Extract the lines that carry the string "draw" from the listing.
== == ==
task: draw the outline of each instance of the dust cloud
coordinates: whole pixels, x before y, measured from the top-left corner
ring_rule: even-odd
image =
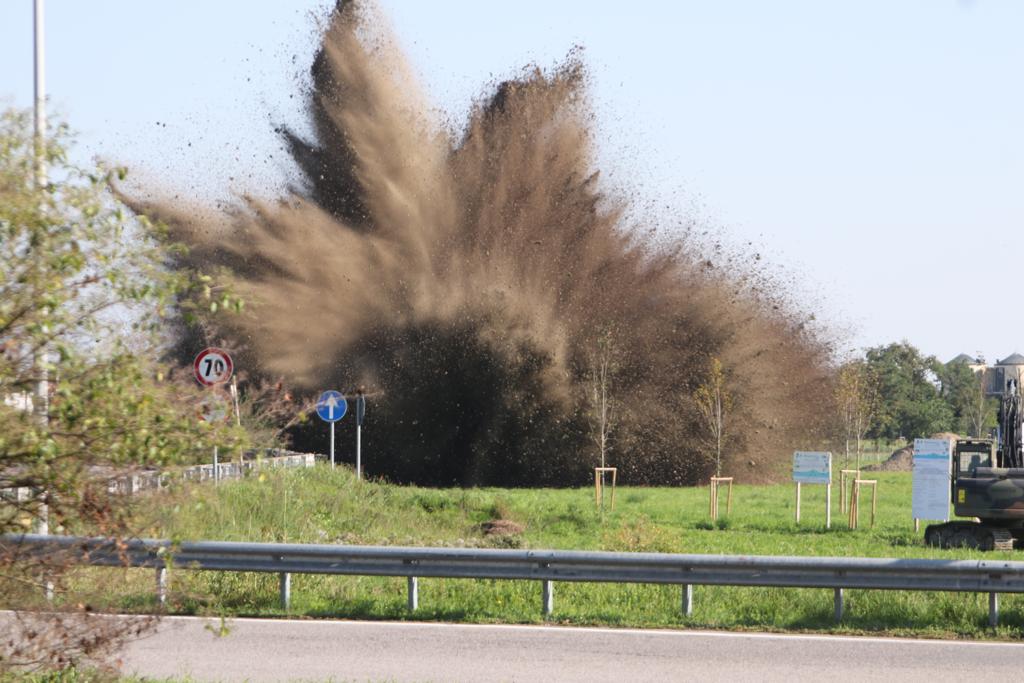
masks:
[[[129,198],[190,247],[180,266],[247,300],[207,323],[239,366],[307,394],[365,386],[365,467],[402,482],[586,482],[602,360],[621,482],[713,469],[693,395],[714,358],[733,397],[726,473],[765,480],[820,443],[829,345],[756,258],[625,217],[594,168],[577,54],[497,85],[455,127],[384,26],[360,2],[326,22],[313,133],[281,131],[300,169],[287,196]],[[184,334],[194,353],[199,328]],[[323,451],[319,427],[296,445]]]

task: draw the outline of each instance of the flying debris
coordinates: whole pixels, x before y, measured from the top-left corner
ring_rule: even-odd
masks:
[[[827,347],[759,257],[689,233],[656,240],[623,218],[629,198],[595,173],[578,53],[497,85],[452,132],[378,12],[341,2],[312,76],[312,137],[281,128],[300,169],[291,196],[129,203],[190,247],[181,267],[226,273],[246,299],[207,323],[241,366],[310,395],[383,392],[367,418],[370,476],[587,481],[602,358],[609,462],[625,482],[707,475],[693,395],[714,358],[734,399],[726,471],[774,476],[820,427]],[[196,328],[184,334],[197,343]]]

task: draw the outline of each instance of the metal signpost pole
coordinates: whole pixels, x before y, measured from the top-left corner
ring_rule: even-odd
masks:
[[[331,469],[334,469],[334,423],[331,423]]]
[[[238,382],[235,377],[231,378],[231,400],[235,402],[235,425],[242,426],[242,411],[238,408]]]
[[[231,379],[231,376],[235,372],[234,361],[231,360],[231,354],[224,349],[219,349],[216,346],[210,346],[199,352],[199,355],[192,361],[192,374],[195,376],[196,381],[200,385],[213,389],[218,384],[223,384]],[[235,418],[241,424],[238,413],[238,387],[232,381],[231,395],[235,399]],[[225,405],[226,401],[223,401],[216,393],[211,393],[203,399],[201,406],[202,410],[200,413],[200,419],[206,422],[224,421],[228,418],[228,411],[230,408]],[[220,453],[218,452],[217,446],[213,447],[213,483],[216,485],[220,483]]]
[[[363,478],[363,419],[366,417],[366,397],[363,389],[356,391],[356,479]]]

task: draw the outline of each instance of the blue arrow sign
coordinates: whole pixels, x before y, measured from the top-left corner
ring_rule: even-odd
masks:
[[[330,389],[320,395],[316,402],[316,414],[324,422],[337,422],[345,417],[348,410],[348,401],[341,395],[340,391]]]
== == ==
Exercise result
task: draw the outline of each instance of the dust cloud
task: draw the outline of each instance of the flying debris
task: draw the outline of each instance of the metal signpost pole
task: draw the outline of each instance of the blue arrow sign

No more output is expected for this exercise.